PROBLEM TO WORK ON >> Find each line in the rows below that contains the word "wall", and copy those lines.

INFORMATION SHOWN >>

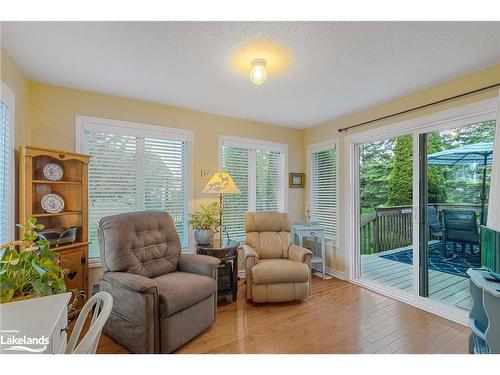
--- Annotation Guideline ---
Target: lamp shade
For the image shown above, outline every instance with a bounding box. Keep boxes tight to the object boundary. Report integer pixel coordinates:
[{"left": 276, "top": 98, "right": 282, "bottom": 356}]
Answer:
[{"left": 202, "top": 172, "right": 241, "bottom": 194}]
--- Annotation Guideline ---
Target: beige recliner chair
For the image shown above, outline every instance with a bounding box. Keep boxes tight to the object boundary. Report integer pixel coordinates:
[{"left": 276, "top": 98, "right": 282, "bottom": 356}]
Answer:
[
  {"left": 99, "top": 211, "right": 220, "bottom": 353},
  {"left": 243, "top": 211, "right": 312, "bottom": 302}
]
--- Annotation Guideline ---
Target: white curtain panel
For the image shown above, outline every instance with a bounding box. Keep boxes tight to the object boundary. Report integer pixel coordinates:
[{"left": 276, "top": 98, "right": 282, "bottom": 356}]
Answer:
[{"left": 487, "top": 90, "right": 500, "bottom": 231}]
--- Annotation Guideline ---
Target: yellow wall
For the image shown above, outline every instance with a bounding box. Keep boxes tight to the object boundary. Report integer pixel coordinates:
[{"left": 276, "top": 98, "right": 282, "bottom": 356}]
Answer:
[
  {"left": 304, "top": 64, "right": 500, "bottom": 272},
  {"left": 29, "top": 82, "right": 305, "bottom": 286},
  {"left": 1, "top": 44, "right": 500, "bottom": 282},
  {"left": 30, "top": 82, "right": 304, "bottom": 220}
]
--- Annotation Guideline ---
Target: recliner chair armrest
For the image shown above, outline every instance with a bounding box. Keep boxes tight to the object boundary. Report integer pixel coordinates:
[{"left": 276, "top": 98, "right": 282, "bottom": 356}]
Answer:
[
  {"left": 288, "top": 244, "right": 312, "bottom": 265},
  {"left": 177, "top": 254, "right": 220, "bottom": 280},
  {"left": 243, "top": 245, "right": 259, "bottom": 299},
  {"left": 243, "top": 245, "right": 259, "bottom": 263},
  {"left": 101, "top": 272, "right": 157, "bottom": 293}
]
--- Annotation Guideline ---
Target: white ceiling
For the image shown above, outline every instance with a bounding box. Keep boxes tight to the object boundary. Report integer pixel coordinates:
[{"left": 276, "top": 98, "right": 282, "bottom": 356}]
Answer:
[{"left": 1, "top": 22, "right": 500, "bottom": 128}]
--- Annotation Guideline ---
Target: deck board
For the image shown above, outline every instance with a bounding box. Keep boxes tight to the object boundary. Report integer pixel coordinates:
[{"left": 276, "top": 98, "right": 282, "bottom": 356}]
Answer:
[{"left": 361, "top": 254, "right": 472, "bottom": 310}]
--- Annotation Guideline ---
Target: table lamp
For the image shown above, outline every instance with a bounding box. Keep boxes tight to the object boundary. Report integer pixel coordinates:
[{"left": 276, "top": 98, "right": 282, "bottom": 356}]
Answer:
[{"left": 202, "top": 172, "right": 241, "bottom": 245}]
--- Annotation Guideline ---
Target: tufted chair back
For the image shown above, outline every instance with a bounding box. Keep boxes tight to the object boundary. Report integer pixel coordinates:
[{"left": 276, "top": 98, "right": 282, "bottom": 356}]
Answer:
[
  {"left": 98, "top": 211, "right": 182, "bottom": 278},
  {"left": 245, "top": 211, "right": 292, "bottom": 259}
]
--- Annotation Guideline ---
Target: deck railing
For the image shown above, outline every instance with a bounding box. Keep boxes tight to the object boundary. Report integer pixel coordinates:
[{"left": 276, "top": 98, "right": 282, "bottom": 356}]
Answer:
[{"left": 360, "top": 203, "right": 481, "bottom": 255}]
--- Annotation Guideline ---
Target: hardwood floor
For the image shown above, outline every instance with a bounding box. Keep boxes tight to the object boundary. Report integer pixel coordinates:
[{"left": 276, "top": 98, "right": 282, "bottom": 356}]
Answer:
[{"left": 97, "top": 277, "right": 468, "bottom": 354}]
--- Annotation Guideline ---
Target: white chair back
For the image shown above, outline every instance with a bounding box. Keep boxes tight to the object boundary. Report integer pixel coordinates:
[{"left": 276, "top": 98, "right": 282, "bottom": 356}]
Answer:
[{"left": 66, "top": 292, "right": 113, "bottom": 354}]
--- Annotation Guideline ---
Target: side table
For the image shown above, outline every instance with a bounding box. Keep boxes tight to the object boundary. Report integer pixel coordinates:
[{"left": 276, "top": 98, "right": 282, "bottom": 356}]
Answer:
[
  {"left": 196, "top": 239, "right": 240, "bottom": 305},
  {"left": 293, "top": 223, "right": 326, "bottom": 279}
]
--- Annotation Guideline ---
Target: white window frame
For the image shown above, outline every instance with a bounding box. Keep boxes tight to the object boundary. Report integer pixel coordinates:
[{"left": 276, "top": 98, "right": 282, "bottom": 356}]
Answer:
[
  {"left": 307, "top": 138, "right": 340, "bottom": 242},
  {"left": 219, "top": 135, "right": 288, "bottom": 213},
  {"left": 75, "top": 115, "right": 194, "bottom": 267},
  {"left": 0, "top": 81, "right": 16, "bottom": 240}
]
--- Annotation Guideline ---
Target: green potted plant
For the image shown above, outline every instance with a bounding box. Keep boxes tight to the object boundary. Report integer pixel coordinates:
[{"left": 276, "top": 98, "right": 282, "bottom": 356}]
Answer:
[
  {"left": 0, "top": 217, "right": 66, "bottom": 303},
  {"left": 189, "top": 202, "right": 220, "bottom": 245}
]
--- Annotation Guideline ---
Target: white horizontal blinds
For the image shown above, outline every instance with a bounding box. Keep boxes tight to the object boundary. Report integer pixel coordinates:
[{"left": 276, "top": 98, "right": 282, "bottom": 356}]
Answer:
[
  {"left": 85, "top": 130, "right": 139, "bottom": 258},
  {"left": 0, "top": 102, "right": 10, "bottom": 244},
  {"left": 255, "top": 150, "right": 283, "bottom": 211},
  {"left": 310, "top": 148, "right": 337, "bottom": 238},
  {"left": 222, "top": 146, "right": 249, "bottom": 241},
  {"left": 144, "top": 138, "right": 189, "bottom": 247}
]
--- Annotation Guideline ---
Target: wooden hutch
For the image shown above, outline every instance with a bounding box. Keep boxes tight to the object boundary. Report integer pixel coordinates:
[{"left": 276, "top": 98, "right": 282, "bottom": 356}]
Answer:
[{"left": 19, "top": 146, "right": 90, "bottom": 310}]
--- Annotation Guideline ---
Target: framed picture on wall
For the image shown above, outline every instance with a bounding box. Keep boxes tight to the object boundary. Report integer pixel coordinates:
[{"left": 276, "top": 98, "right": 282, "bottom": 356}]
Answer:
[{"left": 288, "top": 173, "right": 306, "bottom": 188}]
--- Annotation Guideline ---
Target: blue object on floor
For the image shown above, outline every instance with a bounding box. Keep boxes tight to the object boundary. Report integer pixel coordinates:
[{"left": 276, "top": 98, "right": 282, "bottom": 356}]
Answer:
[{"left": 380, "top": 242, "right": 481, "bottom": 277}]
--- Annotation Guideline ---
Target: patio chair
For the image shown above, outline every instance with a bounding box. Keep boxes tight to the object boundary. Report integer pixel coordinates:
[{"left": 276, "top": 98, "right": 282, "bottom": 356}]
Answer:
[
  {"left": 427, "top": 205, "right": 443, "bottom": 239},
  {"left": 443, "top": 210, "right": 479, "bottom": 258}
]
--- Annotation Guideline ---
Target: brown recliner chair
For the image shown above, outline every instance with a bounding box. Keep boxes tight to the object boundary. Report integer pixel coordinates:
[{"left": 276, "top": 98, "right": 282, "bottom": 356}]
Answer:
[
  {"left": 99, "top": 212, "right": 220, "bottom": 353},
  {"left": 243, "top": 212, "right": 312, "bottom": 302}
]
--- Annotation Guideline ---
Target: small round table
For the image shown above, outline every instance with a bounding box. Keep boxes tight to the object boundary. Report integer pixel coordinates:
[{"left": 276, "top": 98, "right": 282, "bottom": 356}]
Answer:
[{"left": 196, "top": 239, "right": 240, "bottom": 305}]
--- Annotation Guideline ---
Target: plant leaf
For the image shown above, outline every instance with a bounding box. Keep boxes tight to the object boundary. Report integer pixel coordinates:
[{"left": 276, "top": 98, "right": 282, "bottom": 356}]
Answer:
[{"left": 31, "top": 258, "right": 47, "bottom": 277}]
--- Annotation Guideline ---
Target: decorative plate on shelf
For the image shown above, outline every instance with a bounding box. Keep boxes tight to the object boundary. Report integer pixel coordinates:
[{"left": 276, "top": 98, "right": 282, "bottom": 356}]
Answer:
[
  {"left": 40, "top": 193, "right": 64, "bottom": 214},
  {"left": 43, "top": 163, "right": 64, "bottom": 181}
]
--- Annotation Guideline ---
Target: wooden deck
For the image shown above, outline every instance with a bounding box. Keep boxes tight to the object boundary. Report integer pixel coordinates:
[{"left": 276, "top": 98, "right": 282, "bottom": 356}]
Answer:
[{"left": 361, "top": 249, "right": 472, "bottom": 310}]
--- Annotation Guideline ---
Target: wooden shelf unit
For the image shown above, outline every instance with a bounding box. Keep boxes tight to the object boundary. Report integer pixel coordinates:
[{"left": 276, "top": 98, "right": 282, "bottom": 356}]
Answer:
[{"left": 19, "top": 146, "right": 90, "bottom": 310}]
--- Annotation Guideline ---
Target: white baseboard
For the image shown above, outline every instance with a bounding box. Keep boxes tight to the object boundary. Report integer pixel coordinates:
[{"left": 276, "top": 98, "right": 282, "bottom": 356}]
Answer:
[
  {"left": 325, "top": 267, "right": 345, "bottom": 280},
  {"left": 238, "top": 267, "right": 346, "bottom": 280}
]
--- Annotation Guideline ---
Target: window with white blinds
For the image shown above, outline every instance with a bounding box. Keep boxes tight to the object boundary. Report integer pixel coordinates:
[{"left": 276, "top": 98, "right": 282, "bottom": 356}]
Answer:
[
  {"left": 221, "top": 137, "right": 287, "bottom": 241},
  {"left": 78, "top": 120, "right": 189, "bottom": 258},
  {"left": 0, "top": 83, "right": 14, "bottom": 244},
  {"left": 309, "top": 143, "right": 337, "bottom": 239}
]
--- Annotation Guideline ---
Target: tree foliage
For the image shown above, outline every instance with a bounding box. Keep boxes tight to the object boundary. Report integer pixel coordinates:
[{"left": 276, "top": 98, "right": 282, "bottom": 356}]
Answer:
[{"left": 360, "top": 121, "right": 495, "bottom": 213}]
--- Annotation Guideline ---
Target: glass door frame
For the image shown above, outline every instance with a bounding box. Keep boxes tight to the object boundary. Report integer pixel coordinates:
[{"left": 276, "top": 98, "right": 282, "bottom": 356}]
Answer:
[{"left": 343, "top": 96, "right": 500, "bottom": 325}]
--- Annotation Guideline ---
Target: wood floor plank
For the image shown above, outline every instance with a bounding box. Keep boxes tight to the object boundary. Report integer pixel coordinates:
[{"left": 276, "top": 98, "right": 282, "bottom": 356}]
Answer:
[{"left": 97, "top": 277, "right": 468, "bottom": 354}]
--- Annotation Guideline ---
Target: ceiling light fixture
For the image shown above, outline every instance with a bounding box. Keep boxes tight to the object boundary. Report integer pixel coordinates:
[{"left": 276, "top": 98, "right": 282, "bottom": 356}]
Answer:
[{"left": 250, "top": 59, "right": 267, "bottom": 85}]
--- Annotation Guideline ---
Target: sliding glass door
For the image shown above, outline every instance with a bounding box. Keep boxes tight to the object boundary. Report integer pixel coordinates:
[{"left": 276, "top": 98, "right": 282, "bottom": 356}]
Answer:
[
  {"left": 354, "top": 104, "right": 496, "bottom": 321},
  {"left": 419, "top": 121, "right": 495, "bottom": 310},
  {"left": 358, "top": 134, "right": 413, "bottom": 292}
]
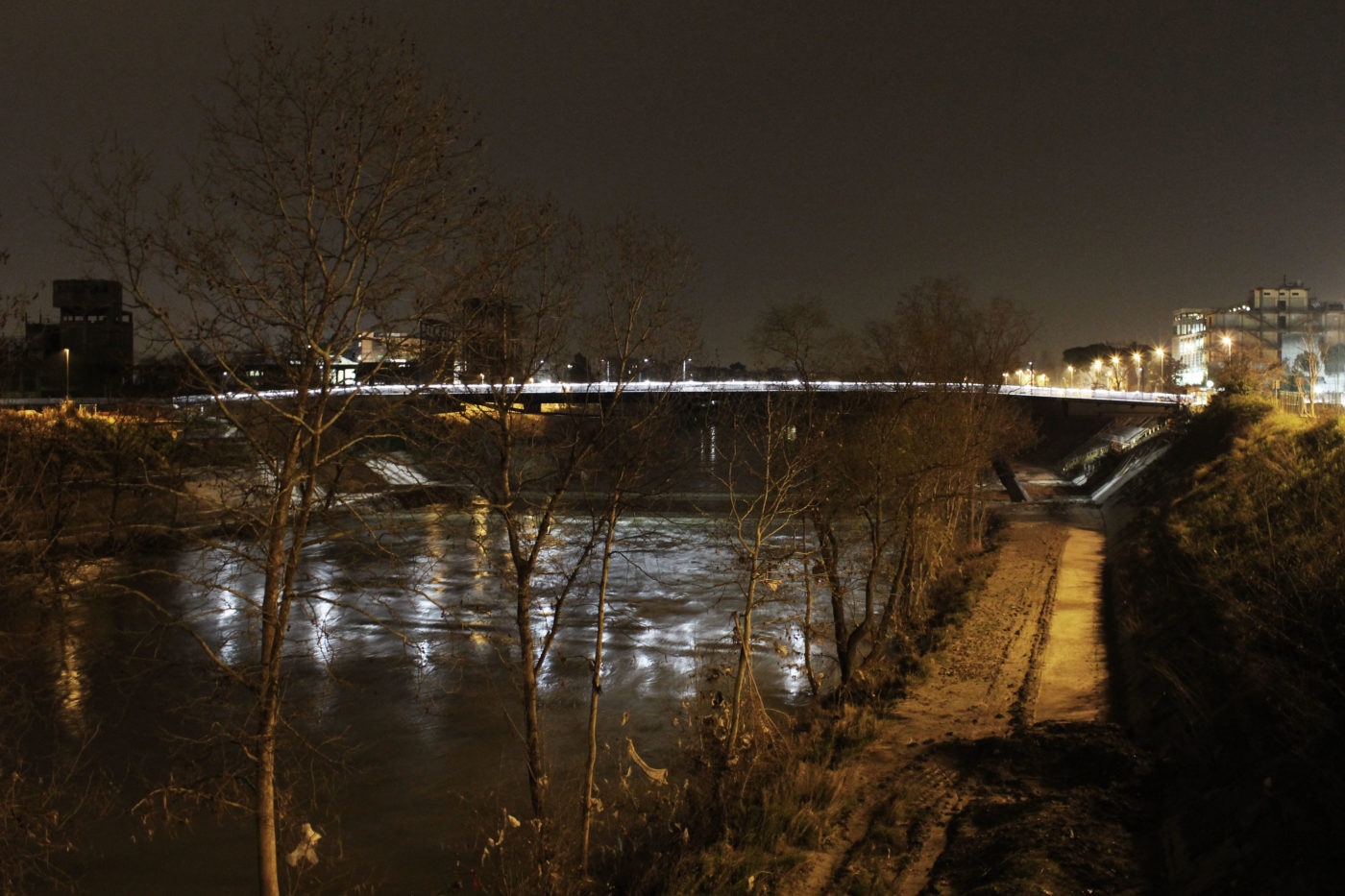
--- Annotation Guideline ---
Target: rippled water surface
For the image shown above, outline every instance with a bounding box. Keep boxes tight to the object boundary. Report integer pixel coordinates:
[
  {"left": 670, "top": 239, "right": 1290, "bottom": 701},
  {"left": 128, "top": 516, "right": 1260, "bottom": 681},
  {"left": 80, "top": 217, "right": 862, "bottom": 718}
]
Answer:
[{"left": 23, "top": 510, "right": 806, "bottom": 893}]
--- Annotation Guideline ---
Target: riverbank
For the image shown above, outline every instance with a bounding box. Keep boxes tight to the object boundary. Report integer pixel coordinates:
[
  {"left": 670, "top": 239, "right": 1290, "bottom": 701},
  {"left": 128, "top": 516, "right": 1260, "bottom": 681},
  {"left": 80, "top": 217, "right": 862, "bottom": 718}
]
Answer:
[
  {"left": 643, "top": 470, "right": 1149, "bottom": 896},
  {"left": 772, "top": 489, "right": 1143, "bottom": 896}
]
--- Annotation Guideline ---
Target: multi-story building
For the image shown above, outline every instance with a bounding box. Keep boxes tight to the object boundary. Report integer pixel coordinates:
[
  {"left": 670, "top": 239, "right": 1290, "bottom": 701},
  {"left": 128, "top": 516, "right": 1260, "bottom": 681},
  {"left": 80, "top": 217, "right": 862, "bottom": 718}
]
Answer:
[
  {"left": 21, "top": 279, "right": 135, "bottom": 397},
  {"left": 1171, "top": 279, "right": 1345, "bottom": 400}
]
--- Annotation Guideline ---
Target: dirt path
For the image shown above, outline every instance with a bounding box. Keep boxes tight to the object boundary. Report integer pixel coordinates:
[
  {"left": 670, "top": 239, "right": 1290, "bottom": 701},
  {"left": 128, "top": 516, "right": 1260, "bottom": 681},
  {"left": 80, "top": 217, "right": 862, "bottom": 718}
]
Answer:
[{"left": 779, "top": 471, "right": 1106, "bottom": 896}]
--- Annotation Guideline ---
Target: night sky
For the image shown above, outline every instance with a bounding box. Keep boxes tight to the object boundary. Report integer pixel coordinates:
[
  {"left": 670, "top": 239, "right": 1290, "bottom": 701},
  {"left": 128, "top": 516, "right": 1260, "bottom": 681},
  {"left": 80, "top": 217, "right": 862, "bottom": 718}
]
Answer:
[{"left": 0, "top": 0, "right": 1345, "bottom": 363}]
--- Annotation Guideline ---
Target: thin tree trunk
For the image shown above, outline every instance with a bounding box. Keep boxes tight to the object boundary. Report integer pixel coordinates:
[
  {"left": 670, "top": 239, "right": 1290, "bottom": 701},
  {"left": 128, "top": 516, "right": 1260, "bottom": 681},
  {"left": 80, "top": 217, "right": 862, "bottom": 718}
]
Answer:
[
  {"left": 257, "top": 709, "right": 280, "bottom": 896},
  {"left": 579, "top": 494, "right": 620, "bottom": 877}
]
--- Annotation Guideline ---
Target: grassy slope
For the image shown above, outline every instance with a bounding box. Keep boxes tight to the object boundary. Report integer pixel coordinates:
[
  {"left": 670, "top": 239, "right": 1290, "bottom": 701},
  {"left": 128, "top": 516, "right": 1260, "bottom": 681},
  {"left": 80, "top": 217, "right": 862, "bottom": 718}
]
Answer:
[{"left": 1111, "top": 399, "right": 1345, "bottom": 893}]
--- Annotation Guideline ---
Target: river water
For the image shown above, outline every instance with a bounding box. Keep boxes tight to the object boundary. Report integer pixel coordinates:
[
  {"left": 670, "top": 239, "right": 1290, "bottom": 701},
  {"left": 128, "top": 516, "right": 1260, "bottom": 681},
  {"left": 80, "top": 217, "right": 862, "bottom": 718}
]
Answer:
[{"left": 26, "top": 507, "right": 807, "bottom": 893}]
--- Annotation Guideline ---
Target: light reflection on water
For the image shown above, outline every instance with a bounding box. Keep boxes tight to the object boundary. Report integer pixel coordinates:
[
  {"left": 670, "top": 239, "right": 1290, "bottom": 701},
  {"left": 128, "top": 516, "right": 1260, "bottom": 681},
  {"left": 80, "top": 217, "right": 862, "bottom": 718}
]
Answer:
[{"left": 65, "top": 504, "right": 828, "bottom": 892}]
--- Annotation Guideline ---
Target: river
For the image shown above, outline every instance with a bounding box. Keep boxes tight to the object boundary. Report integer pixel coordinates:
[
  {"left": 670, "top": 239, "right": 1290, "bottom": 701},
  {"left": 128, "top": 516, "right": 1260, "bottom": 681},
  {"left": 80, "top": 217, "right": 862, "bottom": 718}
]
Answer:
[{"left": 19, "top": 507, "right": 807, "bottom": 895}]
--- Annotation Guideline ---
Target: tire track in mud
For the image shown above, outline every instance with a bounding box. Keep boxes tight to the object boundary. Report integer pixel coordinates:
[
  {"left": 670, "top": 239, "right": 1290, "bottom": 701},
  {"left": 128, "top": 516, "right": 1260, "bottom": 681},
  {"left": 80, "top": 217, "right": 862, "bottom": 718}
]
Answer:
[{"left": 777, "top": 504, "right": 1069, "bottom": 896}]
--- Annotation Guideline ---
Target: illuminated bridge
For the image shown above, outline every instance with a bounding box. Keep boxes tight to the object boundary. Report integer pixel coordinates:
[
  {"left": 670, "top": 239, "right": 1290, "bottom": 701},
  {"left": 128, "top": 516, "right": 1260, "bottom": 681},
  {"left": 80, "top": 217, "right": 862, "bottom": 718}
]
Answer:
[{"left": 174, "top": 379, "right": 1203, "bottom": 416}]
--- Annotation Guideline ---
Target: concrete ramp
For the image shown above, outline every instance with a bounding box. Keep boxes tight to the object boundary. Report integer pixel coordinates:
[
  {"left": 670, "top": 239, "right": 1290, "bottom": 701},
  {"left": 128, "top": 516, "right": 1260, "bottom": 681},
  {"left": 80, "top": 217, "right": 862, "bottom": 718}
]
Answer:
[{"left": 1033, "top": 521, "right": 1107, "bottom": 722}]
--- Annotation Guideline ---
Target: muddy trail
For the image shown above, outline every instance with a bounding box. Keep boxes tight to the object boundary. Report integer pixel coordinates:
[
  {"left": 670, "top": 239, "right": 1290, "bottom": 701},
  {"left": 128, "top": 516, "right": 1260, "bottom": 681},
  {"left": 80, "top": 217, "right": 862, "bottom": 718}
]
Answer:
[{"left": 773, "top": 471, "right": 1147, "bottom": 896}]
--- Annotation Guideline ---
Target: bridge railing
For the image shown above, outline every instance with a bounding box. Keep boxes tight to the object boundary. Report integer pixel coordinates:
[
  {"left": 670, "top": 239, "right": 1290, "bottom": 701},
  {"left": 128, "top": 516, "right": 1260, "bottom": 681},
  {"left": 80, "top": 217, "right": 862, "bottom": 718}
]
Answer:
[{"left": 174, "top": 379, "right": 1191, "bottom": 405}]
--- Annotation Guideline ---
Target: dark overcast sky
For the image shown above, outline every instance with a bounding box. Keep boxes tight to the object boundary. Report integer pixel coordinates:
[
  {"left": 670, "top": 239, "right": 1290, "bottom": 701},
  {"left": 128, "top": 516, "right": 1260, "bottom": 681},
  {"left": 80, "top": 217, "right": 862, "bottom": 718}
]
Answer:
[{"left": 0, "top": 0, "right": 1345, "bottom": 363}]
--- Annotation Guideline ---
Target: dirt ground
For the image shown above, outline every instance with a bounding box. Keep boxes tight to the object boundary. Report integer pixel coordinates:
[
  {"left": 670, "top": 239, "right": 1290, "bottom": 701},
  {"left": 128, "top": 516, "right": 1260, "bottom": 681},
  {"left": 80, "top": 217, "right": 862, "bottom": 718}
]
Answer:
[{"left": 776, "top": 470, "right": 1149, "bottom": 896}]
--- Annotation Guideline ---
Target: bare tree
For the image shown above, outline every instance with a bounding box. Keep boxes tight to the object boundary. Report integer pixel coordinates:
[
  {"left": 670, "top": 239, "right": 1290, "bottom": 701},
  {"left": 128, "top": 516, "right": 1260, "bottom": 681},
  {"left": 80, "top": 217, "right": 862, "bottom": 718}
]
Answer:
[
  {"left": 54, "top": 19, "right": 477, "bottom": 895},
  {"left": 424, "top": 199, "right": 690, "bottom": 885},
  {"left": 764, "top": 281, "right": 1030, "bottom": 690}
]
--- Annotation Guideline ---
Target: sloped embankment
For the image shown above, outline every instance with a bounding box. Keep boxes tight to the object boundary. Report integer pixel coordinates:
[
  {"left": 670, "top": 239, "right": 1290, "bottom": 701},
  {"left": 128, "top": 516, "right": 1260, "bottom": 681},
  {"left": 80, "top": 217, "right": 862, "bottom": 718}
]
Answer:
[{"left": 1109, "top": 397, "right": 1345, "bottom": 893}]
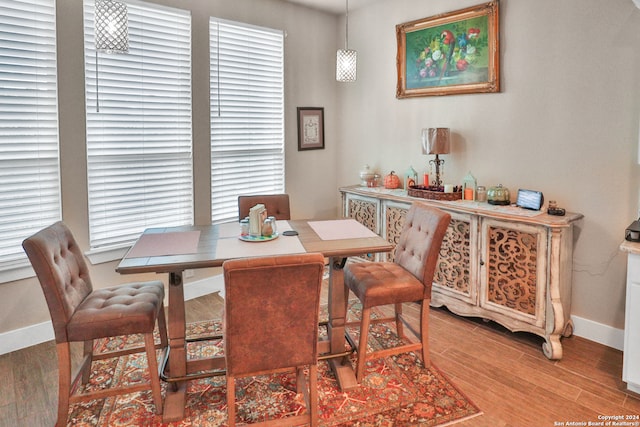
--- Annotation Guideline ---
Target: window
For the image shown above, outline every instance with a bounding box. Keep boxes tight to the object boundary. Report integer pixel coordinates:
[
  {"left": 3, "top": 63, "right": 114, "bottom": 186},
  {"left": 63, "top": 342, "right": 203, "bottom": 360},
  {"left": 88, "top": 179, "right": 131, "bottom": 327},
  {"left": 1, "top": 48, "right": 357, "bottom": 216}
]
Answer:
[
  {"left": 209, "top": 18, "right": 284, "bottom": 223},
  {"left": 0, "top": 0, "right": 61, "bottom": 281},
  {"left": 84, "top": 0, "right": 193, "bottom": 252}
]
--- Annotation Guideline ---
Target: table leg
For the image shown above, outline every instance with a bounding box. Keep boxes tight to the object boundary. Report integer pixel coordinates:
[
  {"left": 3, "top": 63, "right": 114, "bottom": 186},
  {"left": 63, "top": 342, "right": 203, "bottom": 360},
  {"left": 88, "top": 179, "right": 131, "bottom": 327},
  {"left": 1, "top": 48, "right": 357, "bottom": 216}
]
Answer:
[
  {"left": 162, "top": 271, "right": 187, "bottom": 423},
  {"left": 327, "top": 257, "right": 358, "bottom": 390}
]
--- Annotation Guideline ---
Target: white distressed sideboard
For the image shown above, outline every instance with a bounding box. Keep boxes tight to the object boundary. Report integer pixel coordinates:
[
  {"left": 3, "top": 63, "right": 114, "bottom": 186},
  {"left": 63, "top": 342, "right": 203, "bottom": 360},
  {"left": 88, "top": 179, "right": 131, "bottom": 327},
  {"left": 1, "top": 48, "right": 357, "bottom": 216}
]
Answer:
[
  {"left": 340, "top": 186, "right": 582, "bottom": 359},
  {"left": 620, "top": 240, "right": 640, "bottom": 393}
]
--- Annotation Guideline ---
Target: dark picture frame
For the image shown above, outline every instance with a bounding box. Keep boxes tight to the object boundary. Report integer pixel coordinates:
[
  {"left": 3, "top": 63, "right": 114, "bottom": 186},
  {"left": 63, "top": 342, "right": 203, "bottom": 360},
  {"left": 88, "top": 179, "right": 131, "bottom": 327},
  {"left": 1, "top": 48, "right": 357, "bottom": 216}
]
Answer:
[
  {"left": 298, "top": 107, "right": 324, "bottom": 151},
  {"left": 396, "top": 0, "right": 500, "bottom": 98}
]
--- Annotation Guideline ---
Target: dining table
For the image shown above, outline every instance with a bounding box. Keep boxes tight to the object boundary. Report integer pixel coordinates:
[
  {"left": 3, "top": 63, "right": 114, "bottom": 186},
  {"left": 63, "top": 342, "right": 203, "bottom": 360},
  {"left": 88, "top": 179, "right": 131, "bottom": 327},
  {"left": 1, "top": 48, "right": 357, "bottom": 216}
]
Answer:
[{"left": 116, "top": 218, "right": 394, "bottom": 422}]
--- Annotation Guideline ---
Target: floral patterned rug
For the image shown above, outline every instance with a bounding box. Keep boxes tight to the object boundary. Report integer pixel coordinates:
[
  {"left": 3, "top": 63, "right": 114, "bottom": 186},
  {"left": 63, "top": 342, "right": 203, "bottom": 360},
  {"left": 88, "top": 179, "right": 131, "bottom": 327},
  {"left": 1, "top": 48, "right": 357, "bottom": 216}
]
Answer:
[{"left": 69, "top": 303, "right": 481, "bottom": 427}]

RESPONSE TO THE TASK >>
Target: yellow wall
Target: framed picture on wall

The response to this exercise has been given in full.